◆ Aufgabe 1 ◆
Gib aus dem Artikel über das Hochwasser in Dessau-Roßlau den Abschnitt von "Hochwasser in Dessau-Roßlau Hochwasser" bis einschließlich "erste Notquartiere eingerichtet." wortgetreu aus.
◆ Aufgabe 2 ◆
Nenne jede Zeile der Einträge, in der die Zeichenfolge "written" vorkommt, und übernimm sie unverändert.

◆ Dokument ◆
+ + + + +

Hochwasser in Dessau-Roßlau Hochwasser in Dessau-Roßlau: Mulde steigt höher als 2002
Dessau-Rosslau/MZ - Die Stadt Dessau-Roßlau hat gestern am späten Abend begonnen, Kleutsch und Sollnitz zu evakuieren. Um 20 Uhr gab es in den beiden östlichen Vororten zwei Bürgerversammlungen, in denen der Katastrophenstab seine Entscheidung verkündete. Man erwarte einen Mulde-Pegel von 7,50 Meter - und damit 1,25 Meter mehr als beim Jahrhundert-Hochwasser 2002, bekamen die überraschten, aber gefassten Anwohner zu hören. Diese Pegel-Höhe sei mit operativen Mitteln nicht zu verteidigen. 22 Uhr fuhren in Kleutsch und Sollnitz Busse vor. In den Turnhallen am Akazienwäldchen und in der Ringstraße wurden erste Notquartiere eingerichtet.

+ + + + +

◆ Material zur Übung ◆
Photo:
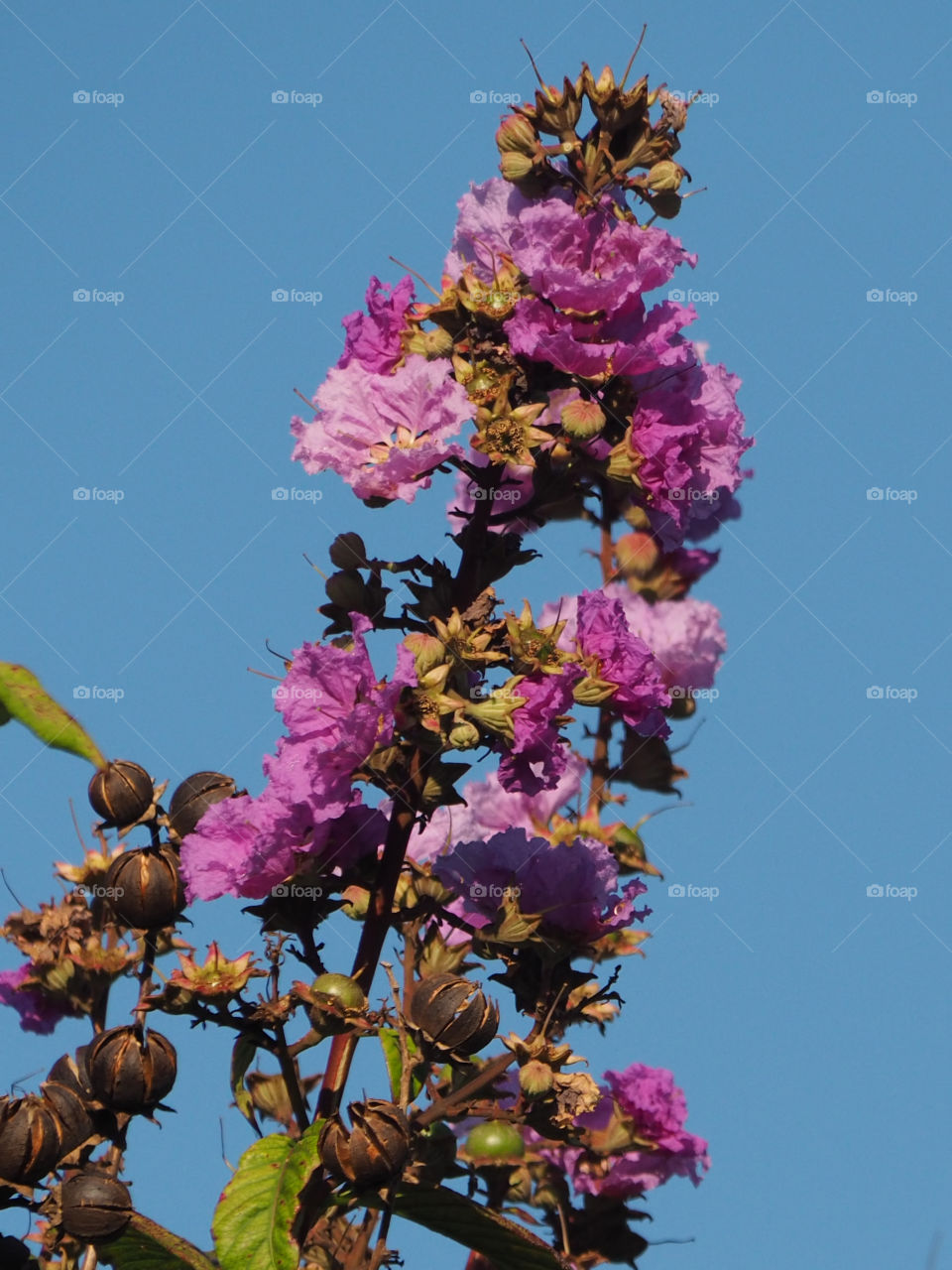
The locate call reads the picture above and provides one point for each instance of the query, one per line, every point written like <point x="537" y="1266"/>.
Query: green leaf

+ + + + +

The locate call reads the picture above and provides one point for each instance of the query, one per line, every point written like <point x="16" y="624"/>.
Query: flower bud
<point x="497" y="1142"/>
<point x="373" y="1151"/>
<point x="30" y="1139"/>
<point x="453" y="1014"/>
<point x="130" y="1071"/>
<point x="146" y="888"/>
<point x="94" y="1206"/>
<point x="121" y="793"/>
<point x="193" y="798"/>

+ + + + +

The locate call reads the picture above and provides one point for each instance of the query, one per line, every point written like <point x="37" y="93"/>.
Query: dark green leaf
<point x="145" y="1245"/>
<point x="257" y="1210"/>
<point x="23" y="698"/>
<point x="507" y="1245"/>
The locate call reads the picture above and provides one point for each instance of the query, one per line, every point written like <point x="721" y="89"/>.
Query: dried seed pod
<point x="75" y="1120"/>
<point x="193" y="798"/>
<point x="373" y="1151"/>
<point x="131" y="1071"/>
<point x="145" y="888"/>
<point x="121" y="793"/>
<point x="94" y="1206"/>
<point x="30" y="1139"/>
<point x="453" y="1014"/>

+ + + + +

◆ Erwartete Ausgabe 1 ◆
Hochwasser in Dessau-Roßlau Hochwasser in Dessau-Roßlau: Mulde steigt höher als 2002
Dessau-Rosslau/MZ - Die Stadt Dessau-Roßlau hat gestern am späten Abend begonnen, Kleutsch und Sollnitz zu evakuieren. Um 20 Uhr gab es in den beiden östlichen Vororten zwei Bürgerversammlungen, in denen der Katastrophenstab seine Entscheidung verkündete. Man erwarte einen Mulde-Pegel von 7,50 Meter - und damit 1,25 Meter mehr als beim Jahrhundert-Hochwasser 2002, bekamen die überraschten, aber gefassten Anwohner zu hören. Diese Pegel-Höhe sei mit operativen Mitteln nicht zu verteidigen. 22 Uhr fuhren in Kleutsch und Sollnitz Busse vor. In den Turnhallen am Akazienwäldchen und in der Ringstraße wurden erste Notquartiere eingerichtet.

◆ Erwartete Ausgabe 2 ◆
The locate call reads the picture above and provides one point for each instance of the query, one per line, every point written like <point x="537" y="1266"/>.
The locate call reads the picture above and provides one point for each instance of the query, one per line, every point written like <point x="16" y="624"/>.
The locate call reads the picture above and provides one point for each instance of the query, one per line, every point written like <point x="37" y="93"/>.
The locate call reads the picture above and provides one point for each instance of the query, one per line, every point written like <point x="721" y="89"/>.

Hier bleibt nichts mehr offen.